● **What is being asked**: Below are records; reproduce exactly the lines from the one that has "Task: tag every instance of the finger" through the one that has "Task: tag every instance of the nose", ends included, and nothing more.

—————

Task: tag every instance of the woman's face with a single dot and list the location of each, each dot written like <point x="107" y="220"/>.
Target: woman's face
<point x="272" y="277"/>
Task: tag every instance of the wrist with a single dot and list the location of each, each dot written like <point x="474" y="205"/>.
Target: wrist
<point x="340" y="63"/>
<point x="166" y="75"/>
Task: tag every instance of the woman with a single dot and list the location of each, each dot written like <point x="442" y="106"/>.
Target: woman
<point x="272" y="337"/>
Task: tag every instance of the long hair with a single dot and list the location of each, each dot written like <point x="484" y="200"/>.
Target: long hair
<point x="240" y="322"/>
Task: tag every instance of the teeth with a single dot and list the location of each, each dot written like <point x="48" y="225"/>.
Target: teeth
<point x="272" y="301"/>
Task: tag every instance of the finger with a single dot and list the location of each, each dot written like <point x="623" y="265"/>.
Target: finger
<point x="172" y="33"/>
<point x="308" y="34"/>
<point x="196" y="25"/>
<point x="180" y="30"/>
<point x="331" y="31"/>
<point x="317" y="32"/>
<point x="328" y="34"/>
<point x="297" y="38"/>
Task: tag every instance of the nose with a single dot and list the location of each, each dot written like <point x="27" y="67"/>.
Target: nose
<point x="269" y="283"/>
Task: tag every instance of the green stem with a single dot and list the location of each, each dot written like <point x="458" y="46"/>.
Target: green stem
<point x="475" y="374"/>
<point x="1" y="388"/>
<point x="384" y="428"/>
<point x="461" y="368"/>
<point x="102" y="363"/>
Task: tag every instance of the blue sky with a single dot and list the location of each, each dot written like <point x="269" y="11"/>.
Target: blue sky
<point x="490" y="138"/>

—————

● **Solution**:
Task: tag every instance of the finger with a single dot and list the location of each, each dot written like <point x="623" y="265"/>.
Target: finger
<point x="172" y="33"/>
<point x="308" y="34"/>
<point x="196" y="25"/>
<point x="180" y="30"/>
<point x="331" y="31"/>
<point x="317" y="32"/>
<point x="328" y="34"/>
<point x="297" y="38"/>
Task: tag every instance of the nose with a single dot and list the location of each, each dot written like <point x="27" y="67"/>.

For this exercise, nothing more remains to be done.